[START Listed entries]

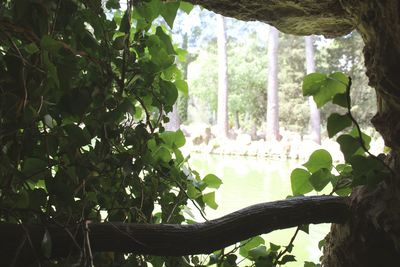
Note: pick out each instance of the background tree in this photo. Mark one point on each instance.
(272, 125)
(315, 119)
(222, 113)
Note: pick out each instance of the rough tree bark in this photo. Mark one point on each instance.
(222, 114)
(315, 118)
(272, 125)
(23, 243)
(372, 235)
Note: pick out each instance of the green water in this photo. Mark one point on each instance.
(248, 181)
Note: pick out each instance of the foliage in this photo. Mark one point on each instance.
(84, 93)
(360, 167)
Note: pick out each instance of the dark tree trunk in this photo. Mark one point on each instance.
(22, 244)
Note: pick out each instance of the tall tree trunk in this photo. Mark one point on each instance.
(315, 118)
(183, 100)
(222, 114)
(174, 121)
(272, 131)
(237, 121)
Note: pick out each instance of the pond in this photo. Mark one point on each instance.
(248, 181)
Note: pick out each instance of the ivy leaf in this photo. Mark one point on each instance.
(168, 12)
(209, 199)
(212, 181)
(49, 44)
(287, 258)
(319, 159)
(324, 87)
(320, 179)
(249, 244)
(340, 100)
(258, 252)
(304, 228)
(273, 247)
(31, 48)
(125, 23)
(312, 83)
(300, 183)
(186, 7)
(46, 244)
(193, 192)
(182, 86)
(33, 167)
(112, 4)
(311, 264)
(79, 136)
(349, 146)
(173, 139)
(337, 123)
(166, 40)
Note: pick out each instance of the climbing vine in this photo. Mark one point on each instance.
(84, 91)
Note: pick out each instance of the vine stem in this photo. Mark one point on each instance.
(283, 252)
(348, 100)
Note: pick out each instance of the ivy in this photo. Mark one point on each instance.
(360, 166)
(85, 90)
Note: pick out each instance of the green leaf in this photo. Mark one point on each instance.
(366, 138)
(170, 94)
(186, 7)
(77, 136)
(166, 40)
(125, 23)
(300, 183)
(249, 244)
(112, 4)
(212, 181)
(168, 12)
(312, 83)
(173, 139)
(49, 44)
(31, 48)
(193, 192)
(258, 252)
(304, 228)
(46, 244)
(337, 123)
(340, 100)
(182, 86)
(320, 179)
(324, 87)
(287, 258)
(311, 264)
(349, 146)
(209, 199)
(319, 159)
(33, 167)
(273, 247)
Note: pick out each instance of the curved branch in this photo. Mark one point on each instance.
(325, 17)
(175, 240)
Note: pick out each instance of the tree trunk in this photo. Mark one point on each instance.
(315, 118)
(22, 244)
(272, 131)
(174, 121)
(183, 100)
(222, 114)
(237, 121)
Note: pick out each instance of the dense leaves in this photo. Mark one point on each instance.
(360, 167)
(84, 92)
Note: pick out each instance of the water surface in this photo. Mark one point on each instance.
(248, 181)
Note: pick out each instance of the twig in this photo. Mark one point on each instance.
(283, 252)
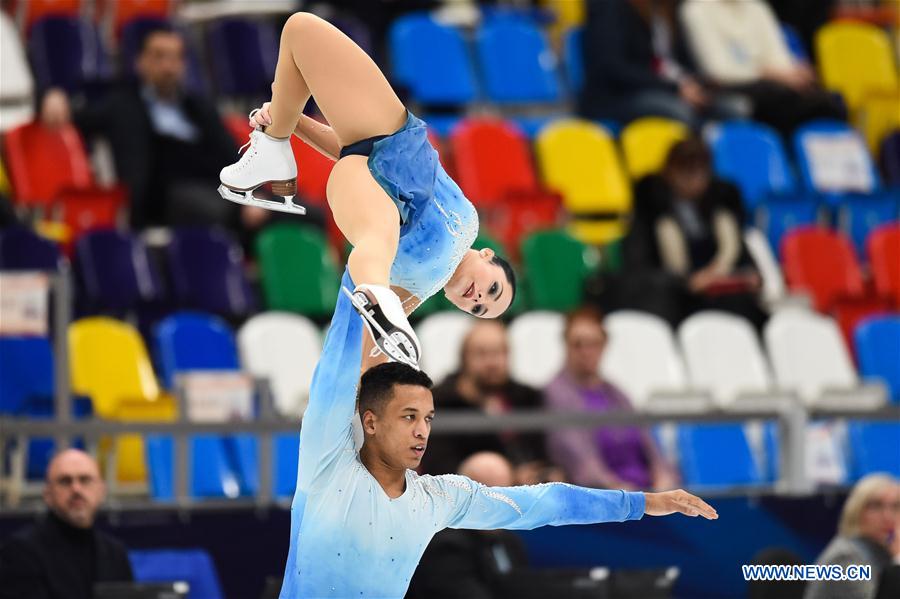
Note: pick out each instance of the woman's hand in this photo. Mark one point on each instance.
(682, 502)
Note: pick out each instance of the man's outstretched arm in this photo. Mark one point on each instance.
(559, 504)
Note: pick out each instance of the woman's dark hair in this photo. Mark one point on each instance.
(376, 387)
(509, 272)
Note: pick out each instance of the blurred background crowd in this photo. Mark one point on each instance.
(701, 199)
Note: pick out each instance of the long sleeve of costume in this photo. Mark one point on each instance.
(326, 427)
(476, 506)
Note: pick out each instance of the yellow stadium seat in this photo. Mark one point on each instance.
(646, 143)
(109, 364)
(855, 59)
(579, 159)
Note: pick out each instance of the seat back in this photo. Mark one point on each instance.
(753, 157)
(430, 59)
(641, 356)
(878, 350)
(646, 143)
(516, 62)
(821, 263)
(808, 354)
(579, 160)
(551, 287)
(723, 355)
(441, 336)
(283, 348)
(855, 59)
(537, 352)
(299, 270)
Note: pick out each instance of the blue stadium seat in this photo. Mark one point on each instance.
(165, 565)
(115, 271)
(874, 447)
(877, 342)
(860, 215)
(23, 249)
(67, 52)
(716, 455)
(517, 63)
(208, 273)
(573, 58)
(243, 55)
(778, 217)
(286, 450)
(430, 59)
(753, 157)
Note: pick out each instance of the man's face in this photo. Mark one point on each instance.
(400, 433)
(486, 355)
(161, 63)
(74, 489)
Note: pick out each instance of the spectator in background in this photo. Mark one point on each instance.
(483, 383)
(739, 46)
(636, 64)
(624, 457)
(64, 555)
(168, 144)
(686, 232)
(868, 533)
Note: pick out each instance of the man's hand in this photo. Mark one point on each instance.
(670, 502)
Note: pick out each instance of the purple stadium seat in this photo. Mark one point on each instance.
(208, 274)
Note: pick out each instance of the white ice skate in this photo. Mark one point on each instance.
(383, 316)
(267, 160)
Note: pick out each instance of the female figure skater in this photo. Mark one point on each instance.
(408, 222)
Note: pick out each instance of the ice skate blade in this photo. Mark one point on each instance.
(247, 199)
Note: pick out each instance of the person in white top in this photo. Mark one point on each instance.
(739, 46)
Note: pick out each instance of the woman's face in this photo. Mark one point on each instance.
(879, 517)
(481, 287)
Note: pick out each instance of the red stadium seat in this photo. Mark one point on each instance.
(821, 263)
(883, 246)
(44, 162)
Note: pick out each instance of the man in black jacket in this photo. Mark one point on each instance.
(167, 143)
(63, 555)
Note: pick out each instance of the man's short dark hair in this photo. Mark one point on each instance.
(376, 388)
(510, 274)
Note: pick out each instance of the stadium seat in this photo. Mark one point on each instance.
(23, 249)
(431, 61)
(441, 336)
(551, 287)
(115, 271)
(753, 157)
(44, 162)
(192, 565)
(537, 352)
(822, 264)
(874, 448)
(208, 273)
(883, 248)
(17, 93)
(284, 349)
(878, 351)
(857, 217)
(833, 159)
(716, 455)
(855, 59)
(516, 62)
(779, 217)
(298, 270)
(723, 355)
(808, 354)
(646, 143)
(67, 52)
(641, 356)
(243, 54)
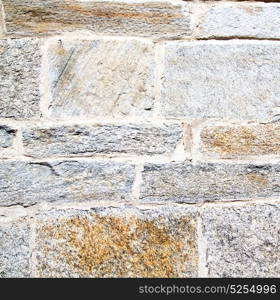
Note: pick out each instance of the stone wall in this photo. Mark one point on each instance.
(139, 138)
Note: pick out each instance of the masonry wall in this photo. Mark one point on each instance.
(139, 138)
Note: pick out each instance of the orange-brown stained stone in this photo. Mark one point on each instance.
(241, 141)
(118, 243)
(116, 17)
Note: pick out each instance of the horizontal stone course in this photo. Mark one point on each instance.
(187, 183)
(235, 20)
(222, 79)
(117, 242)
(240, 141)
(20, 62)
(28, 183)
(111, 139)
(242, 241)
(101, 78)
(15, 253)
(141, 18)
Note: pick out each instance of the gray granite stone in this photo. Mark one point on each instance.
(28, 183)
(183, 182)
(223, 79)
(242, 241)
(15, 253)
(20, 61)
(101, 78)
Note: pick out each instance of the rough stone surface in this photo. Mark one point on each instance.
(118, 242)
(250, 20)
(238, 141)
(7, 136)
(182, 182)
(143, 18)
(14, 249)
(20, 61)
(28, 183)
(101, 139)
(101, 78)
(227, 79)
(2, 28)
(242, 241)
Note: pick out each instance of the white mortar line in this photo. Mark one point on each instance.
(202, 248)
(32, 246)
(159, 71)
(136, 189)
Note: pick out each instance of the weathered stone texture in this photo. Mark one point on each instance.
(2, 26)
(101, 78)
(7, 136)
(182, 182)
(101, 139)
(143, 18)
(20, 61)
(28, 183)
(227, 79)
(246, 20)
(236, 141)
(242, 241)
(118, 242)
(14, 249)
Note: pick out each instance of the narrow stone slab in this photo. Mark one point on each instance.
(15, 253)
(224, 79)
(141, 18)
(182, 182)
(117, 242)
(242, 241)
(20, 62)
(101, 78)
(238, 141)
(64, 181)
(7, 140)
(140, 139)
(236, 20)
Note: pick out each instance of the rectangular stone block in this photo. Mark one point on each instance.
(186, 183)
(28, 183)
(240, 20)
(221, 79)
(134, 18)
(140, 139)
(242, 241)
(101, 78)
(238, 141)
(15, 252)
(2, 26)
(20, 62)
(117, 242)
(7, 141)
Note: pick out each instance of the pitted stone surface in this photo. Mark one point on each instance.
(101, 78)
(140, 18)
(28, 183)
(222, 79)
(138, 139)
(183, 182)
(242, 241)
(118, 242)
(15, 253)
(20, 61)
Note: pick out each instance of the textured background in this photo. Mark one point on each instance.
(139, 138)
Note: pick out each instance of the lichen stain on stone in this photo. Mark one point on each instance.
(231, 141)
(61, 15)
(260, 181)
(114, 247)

[END Listed entries]
[START Listed entries]

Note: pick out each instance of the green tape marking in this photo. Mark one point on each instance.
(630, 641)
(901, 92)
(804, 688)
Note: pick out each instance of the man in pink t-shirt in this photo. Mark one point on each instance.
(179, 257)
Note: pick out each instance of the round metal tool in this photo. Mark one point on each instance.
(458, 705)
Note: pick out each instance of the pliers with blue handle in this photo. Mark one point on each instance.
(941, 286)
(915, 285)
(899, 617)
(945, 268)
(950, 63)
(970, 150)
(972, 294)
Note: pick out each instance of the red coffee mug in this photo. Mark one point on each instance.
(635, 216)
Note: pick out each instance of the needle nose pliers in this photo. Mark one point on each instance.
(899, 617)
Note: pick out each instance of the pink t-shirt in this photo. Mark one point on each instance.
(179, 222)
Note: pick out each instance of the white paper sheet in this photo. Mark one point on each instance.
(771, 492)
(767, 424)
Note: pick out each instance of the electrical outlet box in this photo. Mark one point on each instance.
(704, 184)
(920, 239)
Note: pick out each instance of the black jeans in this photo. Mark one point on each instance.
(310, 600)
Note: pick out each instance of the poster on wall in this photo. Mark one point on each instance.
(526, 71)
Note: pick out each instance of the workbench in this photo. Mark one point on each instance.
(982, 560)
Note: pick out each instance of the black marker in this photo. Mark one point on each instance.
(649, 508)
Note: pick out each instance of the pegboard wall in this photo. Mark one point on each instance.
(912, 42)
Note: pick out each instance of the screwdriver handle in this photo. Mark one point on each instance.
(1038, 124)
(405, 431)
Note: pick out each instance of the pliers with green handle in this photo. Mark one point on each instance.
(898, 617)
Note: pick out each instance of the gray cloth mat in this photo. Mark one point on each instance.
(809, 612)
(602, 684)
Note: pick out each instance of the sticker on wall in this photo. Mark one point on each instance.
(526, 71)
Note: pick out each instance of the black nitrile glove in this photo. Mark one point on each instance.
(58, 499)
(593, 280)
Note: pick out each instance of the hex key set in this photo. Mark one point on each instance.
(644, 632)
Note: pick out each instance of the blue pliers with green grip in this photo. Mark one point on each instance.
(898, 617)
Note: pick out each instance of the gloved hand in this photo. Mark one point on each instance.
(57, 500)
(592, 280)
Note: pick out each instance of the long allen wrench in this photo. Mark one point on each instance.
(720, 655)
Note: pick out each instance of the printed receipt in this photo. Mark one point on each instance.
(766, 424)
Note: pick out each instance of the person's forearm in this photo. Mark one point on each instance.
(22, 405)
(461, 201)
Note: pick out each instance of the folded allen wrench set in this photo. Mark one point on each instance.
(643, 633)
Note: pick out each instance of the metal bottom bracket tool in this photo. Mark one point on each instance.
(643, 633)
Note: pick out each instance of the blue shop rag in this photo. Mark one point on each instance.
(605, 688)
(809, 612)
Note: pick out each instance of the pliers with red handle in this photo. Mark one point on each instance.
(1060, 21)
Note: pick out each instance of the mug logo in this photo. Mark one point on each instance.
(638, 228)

[END Listed entries]

-- The exercise --
Please extract every line of the material that contains the word "long", treating uppercase and lowercase as different.

-- Response to this task --
Note: pick out each instance of the long sleeve of costume in this photo. Mark one point on each instance.
Note: pick out each instance of the long allen wrench in this photo. Mark one point on each instance.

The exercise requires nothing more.